* Input rows
-------------------------
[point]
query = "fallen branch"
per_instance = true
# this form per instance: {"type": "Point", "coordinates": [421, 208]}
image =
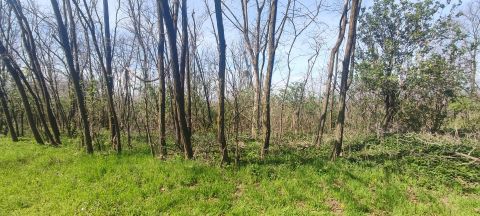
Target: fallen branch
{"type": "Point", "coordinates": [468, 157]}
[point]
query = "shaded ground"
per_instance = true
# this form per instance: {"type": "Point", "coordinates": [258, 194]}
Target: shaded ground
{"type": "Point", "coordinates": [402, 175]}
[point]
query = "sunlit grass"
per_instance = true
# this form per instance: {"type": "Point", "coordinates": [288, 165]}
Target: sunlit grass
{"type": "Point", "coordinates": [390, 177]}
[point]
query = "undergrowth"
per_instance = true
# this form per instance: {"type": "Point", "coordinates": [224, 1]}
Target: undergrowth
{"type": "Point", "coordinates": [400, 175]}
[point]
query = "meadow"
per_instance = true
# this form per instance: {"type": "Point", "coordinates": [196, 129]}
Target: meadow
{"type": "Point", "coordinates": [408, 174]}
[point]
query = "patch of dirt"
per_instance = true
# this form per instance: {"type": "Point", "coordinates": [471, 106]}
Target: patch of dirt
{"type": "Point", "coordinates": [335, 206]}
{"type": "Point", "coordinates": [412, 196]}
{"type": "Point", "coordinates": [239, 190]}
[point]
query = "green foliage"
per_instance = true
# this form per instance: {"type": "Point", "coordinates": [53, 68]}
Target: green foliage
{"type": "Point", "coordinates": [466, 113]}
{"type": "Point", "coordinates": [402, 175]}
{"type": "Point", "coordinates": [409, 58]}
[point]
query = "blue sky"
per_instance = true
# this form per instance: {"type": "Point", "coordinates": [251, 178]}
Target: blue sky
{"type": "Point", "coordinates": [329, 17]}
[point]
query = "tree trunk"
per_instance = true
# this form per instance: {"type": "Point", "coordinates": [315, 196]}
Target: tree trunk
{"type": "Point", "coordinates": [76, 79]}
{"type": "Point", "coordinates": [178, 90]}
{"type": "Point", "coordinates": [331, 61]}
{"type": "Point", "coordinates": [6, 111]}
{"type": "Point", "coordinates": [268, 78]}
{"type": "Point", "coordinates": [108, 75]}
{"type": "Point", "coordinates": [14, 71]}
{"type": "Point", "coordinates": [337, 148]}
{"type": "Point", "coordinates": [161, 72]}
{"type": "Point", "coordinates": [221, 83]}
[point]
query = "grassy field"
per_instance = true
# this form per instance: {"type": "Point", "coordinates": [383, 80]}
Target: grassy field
-------------------------
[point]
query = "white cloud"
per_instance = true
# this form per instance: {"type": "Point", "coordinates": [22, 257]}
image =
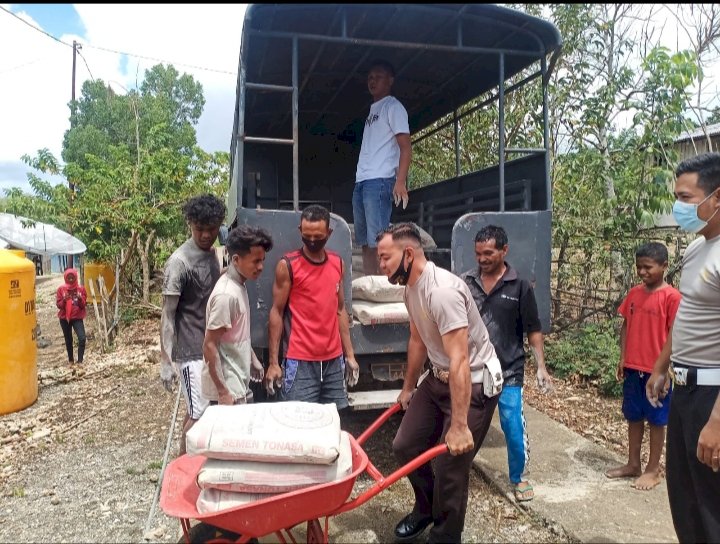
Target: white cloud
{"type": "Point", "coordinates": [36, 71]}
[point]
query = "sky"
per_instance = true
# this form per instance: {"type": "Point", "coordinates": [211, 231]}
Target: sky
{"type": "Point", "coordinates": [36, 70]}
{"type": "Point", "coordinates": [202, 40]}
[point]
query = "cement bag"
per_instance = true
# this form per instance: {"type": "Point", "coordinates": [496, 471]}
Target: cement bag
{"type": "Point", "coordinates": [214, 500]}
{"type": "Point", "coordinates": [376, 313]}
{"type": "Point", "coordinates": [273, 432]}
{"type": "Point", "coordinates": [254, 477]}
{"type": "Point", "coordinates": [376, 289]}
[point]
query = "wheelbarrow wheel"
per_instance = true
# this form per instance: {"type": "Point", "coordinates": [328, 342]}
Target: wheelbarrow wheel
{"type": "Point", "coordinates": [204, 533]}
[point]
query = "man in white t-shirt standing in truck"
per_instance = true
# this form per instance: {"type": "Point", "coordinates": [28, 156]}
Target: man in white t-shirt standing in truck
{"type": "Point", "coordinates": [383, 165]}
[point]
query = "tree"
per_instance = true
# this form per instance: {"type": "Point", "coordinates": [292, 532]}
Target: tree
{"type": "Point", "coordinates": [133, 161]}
-------------------------
* Problem to work on
Select every line of the listing above that contains the string "grassy", treating uppercase and lowercase letters as distinct.

* Problem solution
query = "grassy field"
Target: grassy field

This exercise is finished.